**TEXT PASSAGE**
::::::::

Day 9 – Mindfulness Year and a Day
I’ve never really liked the “happiness is a choice” thing. Mostly, my disdain stems from the fact that clinical depression and generalized anxiety suck ass, and they are most definitely NOT a choice. They’re a chemical imbalance.
A big part of living mindfully is choosing awareness over reaction… knowing how you’re feeling and why you’re feeling that way, and then consciously deciding on what your reaction is going to be. I can feel the mantle of depression creeping over my shoulders this week. It’s there, reminding me that this cycle comes and goes like the phases of the moon. I feel it in my bones, and I know it’s affecting my responses to external stimuli.
Take, for example, this morning:
I woke up at 5:15 with my alarm, and I dragged my tired ass downstairs to do my morning yoga… in truth, I wasn’t 100% set on doing my yoga… I was thinking I might just read. At any rate, I needed to prep the coffee pot, so I ground the beans, filled the water well, and pushed the “go” button. Afterward, I wandered off to go do my morning things.

::::::::

**EXERCISE DATA**
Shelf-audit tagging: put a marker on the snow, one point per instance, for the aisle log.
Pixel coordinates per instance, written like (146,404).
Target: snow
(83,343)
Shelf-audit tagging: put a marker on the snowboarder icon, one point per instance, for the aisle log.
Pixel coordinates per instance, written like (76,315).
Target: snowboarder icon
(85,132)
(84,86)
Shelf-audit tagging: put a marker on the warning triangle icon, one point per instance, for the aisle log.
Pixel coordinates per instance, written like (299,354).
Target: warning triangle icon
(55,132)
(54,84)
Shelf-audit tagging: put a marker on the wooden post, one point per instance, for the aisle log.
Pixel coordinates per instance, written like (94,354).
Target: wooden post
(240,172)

::::::::

**REQUIRED ACTIONS**
[A] In the mindfulness post, what time did the writer wake up?
[B] Based on the mindfulness post, answer yes or no to each statement and quote the words from the post that decide it:
(i) The writer regards clinical depression and generalized anxiety as a choice.
(ii) The writer was fully set on doing yoga that morning.
(iii) The writer likens the cycle of depression to the phases of the moon.
[C] List every step the mindfulness post gives for prepping the coffee pot.
The records have no connection to the mindfulness post.

**ACTIVITY ANSWERS**
[A] At 5:15, with the alarm.

[B]
(i) No: "they are most definitely NOT a choice."
(ii) No: "I wasn’t 100% set on doing my yoga"
(iii) Yes: "this cycle comes and goes like the phases of the moon."

[C]
- Ground the beans
- Filled the water well
- Pushed the "go" button